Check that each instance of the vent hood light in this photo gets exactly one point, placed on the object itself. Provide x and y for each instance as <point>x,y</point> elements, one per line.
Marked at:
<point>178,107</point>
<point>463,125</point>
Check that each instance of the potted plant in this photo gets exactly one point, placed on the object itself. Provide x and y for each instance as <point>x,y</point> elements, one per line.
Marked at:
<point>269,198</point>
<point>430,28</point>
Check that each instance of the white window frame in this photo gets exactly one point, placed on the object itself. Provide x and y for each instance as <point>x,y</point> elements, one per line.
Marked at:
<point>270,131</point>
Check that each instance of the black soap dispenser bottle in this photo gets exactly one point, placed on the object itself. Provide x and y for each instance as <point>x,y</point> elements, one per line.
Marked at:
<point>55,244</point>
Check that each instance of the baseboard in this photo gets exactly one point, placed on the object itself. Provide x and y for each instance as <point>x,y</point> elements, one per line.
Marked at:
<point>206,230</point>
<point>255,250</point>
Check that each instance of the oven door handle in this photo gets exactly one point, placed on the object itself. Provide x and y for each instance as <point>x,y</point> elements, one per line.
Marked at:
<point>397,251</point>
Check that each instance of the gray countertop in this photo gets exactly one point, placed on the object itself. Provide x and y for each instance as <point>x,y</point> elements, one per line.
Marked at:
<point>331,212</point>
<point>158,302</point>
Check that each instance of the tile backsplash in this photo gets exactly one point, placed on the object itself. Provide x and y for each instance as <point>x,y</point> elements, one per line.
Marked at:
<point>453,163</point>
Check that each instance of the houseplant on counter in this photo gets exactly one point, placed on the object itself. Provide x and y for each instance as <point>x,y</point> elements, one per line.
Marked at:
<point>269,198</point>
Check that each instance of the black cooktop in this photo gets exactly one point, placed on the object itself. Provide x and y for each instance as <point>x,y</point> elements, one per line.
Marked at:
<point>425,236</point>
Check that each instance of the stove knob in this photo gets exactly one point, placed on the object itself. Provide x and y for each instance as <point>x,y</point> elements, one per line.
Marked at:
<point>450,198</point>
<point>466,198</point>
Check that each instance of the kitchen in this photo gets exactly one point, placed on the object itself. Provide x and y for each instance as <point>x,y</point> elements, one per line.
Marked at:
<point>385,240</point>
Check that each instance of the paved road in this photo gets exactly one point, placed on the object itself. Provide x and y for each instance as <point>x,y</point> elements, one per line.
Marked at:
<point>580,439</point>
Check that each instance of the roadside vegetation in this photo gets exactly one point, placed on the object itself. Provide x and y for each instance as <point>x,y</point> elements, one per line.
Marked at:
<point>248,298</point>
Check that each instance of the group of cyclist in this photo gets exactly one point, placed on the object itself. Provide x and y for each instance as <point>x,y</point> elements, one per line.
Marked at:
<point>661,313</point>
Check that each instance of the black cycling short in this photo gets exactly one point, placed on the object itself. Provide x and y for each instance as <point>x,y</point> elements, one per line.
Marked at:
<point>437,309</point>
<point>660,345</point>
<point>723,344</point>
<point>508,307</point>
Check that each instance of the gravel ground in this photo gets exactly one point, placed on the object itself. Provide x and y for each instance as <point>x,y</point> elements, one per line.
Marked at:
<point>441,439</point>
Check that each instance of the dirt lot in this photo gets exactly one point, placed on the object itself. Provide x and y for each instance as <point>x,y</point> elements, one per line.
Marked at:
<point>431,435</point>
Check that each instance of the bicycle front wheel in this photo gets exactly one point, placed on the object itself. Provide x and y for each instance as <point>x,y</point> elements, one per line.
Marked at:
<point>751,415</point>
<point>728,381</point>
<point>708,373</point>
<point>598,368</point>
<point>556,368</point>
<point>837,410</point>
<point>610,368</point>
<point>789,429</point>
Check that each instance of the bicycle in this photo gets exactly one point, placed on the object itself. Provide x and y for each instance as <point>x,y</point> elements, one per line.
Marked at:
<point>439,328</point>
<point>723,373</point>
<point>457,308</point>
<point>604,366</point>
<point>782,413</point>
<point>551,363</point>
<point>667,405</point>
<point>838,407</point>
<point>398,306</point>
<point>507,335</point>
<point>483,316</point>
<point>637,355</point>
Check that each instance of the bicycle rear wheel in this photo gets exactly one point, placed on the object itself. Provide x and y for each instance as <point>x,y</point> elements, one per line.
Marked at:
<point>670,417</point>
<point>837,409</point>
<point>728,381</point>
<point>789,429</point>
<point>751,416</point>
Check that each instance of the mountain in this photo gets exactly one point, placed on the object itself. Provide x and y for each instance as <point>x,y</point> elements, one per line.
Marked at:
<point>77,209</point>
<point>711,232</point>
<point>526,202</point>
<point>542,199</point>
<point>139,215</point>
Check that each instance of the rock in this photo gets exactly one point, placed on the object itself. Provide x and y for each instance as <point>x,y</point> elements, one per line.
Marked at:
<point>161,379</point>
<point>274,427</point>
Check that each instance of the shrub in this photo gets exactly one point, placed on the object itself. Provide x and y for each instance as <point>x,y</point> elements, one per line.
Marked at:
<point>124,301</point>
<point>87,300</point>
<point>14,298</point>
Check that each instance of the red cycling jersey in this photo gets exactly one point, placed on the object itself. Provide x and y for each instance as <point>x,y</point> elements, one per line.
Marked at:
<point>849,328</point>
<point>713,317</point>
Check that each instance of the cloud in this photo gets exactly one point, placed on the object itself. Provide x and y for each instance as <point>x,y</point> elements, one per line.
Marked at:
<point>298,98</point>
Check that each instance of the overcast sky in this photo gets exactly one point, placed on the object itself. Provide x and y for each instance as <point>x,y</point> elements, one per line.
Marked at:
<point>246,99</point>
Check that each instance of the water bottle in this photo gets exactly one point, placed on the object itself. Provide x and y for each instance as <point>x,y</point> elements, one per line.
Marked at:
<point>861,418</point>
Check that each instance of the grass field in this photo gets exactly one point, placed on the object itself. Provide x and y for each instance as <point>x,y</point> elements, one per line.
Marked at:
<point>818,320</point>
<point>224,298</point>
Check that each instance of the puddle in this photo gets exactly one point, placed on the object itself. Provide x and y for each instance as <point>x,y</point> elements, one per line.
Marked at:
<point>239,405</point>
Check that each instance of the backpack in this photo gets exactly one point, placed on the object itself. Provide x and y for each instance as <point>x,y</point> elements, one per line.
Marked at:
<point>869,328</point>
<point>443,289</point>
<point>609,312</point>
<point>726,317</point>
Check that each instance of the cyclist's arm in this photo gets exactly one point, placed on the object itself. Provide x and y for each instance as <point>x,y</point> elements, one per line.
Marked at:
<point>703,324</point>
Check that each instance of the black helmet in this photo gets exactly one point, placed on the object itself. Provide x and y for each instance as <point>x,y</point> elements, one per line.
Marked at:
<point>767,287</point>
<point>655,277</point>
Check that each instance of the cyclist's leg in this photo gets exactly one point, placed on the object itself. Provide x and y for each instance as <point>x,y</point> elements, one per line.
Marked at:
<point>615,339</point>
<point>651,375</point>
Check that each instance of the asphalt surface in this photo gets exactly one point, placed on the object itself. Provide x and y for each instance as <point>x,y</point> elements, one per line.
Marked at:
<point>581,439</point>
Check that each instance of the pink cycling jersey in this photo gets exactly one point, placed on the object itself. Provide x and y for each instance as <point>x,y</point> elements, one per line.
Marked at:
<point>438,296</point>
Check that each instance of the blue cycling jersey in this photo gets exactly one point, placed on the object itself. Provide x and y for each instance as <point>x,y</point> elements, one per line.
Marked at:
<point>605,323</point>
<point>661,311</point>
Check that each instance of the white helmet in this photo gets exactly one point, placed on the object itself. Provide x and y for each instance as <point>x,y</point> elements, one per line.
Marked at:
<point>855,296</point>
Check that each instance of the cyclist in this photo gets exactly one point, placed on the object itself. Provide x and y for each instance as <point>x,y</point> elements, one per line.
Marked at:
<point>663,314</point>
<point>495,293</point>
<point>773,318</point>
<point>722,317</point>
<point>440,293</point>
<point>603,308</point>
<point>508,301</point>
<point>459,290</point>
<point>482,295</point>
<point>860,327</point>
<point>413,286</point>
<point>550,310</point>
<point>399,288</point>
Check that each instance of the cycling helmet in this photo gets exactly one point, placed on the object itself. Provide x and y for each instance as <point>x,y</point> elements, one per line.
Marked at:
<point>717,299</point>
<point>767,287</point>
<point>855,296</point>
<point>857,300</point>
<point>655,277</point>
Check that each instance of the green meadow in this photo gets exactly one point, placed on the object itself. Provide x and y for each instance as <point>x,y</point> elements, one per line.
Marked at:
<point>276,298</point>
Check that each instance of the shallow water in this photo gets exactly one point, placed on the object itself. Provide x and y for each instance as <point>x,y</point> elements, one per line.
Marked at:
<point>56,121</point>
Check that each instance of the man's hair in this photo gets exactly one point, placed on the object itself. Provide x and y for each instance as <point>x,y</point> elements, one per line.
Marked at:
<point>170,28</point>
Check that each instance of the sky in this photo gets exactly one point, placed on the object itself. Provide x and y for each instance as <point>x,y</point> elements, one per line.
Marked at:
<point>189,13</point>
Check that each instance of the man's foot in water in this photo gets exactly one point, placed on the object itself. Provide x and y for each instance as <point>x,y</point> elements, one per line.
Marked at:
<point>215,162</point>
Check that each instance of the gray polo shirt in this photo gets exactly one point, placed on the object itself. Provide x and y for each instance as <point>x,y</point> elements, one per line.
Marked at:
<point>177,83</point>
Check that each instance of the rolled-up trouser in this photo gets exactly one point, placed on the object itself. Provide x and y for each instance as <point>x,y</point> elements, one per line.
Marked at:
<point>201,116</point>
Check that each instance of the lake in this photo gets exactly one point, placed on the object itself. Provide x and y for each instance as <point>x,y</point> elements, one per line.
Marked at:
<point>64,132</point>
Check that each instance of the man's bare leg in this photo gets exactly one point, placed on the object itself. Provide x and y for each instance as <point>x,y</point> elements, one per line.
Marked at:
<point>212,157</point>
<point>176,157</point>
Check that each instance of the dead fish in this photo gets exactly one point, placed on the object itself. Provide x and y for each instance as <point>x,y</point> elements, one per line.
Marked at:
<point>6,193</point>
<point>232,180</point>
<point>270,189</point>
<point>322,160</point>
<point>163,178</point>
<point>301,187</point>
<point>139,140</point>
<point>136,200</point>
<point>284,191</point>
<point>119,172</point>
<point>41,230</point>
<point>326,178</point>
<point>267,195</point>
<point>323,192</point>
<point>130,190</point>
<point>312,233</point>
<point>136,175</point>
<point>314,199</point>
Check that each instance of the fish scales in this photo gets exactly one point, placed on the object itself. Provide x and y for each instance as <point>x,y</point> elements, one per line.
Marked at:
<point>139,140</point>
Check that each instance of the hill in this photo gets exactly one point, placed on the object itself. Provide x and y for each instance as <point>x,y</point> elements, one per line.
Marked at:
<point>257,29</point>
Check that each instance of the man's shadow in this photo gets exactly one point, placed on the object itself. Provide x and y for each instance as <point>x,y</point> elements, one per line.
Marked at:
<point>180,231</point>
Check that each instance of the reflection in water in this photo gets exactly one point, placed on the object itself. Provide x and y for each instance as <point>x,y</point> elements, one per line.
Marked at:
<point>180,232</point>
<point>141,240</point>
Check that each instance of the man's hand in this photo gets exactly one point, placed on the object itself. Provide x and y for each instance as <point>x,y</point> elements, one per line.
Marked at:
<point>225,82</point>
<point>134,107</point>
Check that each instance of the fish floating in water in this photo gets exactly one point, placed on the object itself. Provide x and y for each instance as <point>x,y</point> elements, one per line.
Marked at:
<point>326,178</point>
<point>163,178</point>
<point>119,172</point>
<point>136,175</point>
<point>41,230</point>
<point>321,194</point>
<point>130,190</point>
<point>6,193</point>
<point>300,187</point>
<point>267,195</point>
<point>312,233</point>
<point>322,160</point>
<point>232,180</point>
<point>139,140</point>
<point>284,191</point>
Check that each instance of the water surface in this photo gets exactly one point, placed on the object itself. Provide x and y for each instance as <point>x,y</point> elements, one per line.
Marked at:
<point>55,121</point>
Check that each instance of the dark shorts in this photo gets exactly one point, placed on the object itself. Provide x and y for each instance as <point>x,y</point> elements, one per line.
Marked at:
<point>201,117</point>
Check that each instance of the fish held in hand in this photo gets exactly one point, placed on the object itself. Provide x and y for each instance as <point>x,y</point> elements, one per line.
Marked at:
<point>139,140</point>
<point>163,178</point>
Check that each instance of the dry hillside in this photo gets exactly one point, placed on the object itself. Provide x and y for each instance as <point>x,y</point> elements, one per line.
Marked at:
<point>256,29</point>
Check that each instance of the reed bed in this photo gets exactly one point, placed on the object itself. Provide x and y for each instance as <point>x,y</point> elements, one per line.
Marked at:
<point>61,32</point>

____________________

### TASK GOAL:
Go line by line through the data and copy any that contain "helmet".

### EXERCISE ANSWER:
Check that each instance of the black helmet in this photo gets exactly one point, placed on the object itself. Provide x and y for each instance as <point>x,y</point> elements, one per line.
Check that each instance of the white helmet in this photo gets exactly one point, placed on the object itself. Provide x and y for each instance as <point>x,y</point> elements, one per line.
Check that each instance of the cycling helmet in this photo gets exactly one point, placed on the object itself. Provide x and y for each instance as <point>x,y</point> elements, one per line.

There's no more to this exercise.